-- WHAT IS BEING ASKED --
Output the records again verbatim.

-- GIVEN INFORMATION --

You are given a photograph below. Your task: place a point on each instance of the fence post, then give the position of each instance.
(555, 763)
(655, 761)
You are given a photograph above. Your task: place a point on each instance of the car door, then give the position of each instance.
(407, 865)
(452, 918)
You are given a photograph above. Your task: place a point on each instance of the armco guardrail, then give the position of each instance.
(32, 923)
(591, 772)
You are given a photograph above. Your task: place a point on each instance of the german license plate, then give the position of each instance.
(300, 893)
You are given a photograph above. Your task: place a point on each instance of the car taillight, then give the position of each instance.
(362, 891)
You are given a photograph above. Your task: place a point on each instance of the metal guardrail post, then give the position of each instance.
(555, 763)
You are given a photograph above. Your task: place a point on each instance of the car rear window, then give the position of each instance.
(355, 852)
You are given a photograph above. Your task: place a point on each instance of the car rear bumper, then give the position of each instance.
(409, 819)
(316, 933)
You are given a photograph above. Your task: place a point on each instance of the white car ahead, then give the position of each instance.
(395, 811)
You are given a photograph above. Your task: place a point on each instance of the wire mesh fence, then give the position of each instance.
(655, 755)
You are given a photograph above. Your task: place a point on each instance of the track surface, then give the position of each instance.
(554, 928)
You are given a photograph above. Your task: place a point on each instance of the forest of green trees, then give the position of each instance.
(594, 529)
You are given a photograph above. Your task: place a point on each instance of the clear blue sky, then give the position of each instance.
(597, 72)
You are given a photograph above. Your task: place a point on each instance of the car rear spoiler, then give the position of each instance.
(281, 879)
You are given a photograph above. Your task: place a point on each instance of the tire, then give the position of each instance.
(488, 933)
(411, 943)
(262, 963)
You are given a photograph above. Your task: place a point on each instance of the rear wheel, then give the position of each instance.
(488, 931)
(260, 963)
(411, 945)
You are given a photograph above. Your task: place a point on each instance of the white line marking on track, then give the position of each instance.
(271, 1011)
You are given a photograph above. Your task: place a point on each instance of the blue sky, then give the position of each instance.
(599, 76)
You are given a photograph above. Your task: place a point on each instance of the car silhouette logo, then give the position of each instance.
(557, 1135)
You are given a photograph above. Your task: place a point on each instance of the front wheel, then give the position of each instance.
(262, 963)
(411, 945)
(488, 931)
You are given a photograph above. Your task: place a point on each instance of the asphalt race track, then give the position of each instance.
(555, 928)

-- RESPONSE TO THIS TASK --
You are given a photograph below. Your task: place a point on each instance of the fence post, then give the position of each instance.
(555, 763)
(655, 761)
You are given a photograph above. Your task: place a point on each instance of the car door, then give the position of each instance.
(407, 865)
(452, 918)
You are given a photograph above. Your task: place a point on each instance of the armco guardrail, then give the position of each instance.
(32, 923)
(591, 772)
You are given a photograph above. Your task: place a point on each instance of the german license plate, then give the position of each instance.
(300, 893)
You are given a photograph above. Your task: place a point on each instance of the car taillight, then give the position of each instance.
(362, 891)
You are given a photograph above. Your task: place a point on each instance of the metal guardrail post, then give the position of each instance.
(555, 763)
You are given a photograph above. Your task: place a point on each instance of the car rear window, then give the position of each instance.
(355, 852)
You are given a photograph above. Your task: place a point on each instance of the car rear bumper, then give the position of each instance.
(409, 819)
(316, 933)
You are given a photograph above. Your task: place a point on each instance of the white car ahead, then give the position of each instance.
(395, 811)
You are given a photograph above. Your task: place a point on each instance of the wire mesh fence, then give the position of each instance.
(655, 755)
You are given a photograph above. Your task: place a point on each instance of the track surface, then give the position of each instance.
(554, 928)
You are given a photograph above. Your task: place a point on each instance of the forest of green trees, then give the position of each instance.
(594, 529)
You are given a photograph above. Your task: place a point on each instance of the clear blue sky, then give the position of each instance.
(597, 72)
You are given a photograph above. Your task: place a point on each instance of the car rear spoiler, then give the position of each instance.
(281, 879)
You are given a photograph above. Your task: place a point on each instance of the tire, then give the position of each instance.
(488, 933)
(411, 943)
(262, 963)
You are given a photograph above. Your task: place a point on each instance of the rear wheel, then give the position of each instance.
(488, 931)
(260, 963)
(411, 945)
You are given a photograph above. Your task: place a point on each instance of the white line marking on track, then give the position of each instance.
(271, 1011)
You are given a photograph above. Your task: place a point on each instance of the blue sky, then give the position of each instance.
(599, 76)
You are given a photograph above. Your task: place a point on each instance of the car silhouette logo, then give the position of each instance.
(557, 1135)
You are given a photograph above. Your task: place a point on each instance of the front wheel, then give the position of each instance.
(262, 963)
(411, 945)
(488, 931)
You are given a photograph above. Your task: place a point on each instance of the asphalt race track, then give the position of each instance.
(555, 928)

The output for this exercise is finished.